Page extract:

+---+

Today there was a beautiful talk given in Sacrament meeting. In the twenty sixth chapter of Matthew it reads:

26 And as they were eating, Jesus took bread, and blessed it, and brake it, and gave it to the disciples, and said, Take, eat; this is my body.

27 And he took the cup, and gave thanks, and gave it to them, saying, Drink ye all of it;

The speaker said his wife had pointed out a phrase he had never noticed before.  “Drink ye ALL of it.” Jesus commanded them not to sip it or gulp a little but to drink all of it.

Sometimes in life, especially when the Lord gives me a task that I feel is too difficult. I want to take just a bite or two. But God doesn’t want partial commitment. He wants all of it. Often I eagerly jump out of the boat and walk to him, only to realize the wind and waves around me. I forget to call to my Savior, “Lord, save me.” I become afraid that somehow I am not equal to the task or that what I desired is impossible.

I love how Howard W. Hunter commented on this story saying:

“It is my firm belief that if as individual people, as families, communities, and nations, we could, like Peter, fix our eyes on Jesus, we too might walk triumphantly over the swelling waves of disbelief and remain unterrified amid the rising winds of doubt. But if we turn away our eyes from him in whom we must believe, as it is so easy to do and the world is so much tempted to do, if we look to the power and fury of those terrible and destructive elements around us rather than to him who can help and save us, then we shall inevitably sink in a sea of conflict and sorrow and despair.

+---+

(Stored records)
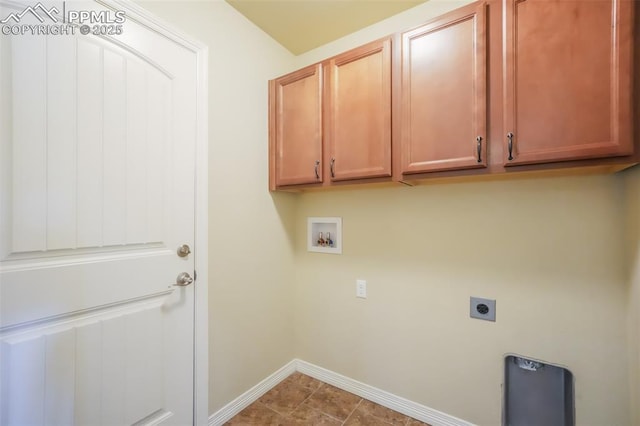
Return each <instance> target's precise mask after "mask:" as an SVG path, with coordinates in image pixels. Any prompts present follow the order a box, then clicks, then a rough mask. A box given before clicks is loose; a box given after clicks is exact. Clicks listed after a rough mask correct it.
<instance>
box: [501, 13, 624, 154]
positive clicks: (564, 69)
mask: <svg viewBox="0 0 640 426" xmlns="http://www.w3.org/2000/svg"><path fill="white" fill-rule="evenodd" d="M632 7H633V5H632V2H631V1H630V0H588V1H585V0H582V1H577V0H507V1H506V7H505V29H506V33H505V42H506V43H505V47H506V49H505V65H506V68H505V70H506V75H505V83H506V85H505V126H506V127H505V130H506V132H511V133H512V134H513V143H512V150H511V157H510V155H509V143H508V139H507V138H506V137H505V144H506V145H505V165H517V164H533V163H545V162H553V161H563V160H576V159H586V158H597V157H609V156H617V155H627V154H630V153H632V135H631V121H630V114H631V111H630V108H631V99H630V96H631V89H632V87H631V78H630V69H631V68H630V61H631V39H632V32H631V30H632V16H633V14H632Z"/></svg>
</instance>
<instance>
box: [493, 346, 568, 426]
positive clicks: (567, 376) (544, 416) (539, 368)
mask: <svg viewBox="0 0 640 426" xmlns="http://www.w3.org/2000/svg"><path fill="white" fill-rule="evenodd" d="M504 375H505V390H504V413H503V416H504V418H503V425H505V426H574V424H575V415H574V399H573V374H571V372H570V371H569V370H567V369H566V368H562V367H557V366H554V365H549V364H544V363H541V362H538V361H534V360H530V359H526V358H522V357H519V356H513V355H509V356H507V357H505V369H504Z"/></svg>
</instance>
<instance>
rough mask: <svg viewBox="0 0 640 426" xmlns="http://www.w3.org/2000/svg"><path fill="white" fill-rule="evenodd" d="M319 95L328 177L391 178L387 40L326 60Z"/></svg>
mask: <svg viewBox="0 0 640 426" xmlns="http://www.w3.org/2000/svg"><path fill="white" fill-rule="evenodd" d="M325 93H326V99H327V100H328V102H327V108H326V110H325V120H326V125H327V127H326V129H327V132H326V137H327V139H326V140H327V141H328V154H329V155H328V157H329V158H328V159H327V161H329V173H330V175H331V180H332V181H339V180H350V179H360V178H372V177H383V176H391V39H388V38H387V39H384V40H380V41H376V42H373V43H369V44H367V45H365V46H362V47H360V48H357V49H354V50H351V51H349V52H346V53H344V54H342V55H339V56H337V57H335V58H332V59H330V60H329V66H328V75H327V85H326V92H325Z"/></svg>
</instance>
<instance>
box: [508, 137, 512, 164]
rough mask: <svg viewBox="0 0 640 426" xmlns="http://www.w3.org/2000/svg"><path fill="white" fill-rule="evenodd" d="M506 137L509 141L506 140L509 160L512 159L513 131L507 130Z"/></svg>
mask: <svg viewBox="0 0 640 426" xmlns="http://www.w3.org/2000/svg"><path fill="white" fill-rule="evenodd" d="M507 139H509V141H508V142H507V147H508V148H509V161H512V160H513V133H511V132H509V133H507Z"/></svg>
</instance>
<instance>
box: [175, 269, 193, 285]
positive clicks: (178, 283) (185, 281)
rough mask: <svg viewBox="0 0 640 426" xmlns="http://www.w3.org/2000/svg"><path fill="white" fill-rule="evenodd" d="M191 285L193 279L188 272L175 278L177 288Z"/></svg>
mask: <svg viewBox="0 0 640 426" xmlns="http://www.w3.org/2000/svg"><path fill="white" fill-rule="evenodd" d="M191 283H193V278H192V277H191V275H189V273H188V272H182V273H181V274H180V275H178V278H176V285H177V286H180V287H184V286H187V285H189V284H191Z"/></svg>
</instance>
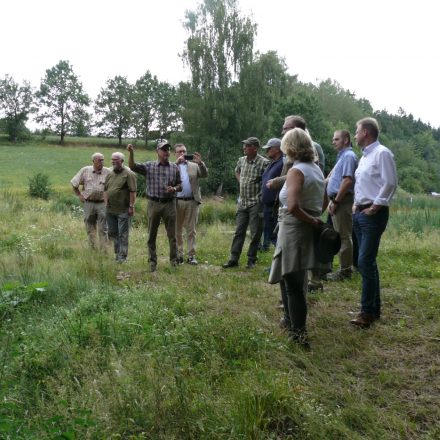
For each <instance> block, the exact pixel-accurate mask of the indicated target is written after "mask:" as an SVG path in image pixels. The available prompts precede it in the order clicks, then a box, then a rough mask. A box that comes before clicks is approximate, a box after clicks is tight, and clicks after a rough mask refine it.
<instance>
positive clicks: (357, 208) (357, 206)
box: [356, 203, 373, 212]
mask: <svg viewBox="0 0 440 440" xmlns="http://www.w3.org/2000/svg"><path fill="white" fill-rule="evenodd" d="M372 205H373V204H372V203H367V204H366V205H356V211H359V212H360V211H363V210H364V209H368V208H371V206H372Z"/></svg>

+---+

Carry on the post about the sacrament meeting talk from the point where it stops. None of the items are needed here.

“At such times when we feel the floods are threatening to drown us and the deep is going to swallow up the tossed vessel of our faith, I pray we may always hear amid the storm and the darkness that sweet utterance of the Savior of the world: ‘Be of good cheer; it is I; be not afraid’ (Matthew 14:27)” (in Conference Report, Oct. 1992, 24; or Ensign, Nov. 1992, 19).

As we prepare ourselves to partake of the sacrament this week, may we remember our Lord and Savior, Jesus Christ. May our faith and knowledge in Him increase that our fears may be hushed and our lights shine brighter. That when our faith increases and we share our stories with others that they too may be encouraged through our testimony.

“And when the disciples had come with bread and wine, he took of the bread and brake and blessed it; and he gave unto the disciples and commanded that they should eat.

“And when they had eaten and were filled, he commanded that they should give unto the multitude.

“And when the multitude had eaten and were filled.”

May we like the disciples of old, come and eat and be filled. May we prepare our hearts that our covenants may be renewed and our minds restored to peace, comfort and joy. Then, when we are filled we may share this joy with others.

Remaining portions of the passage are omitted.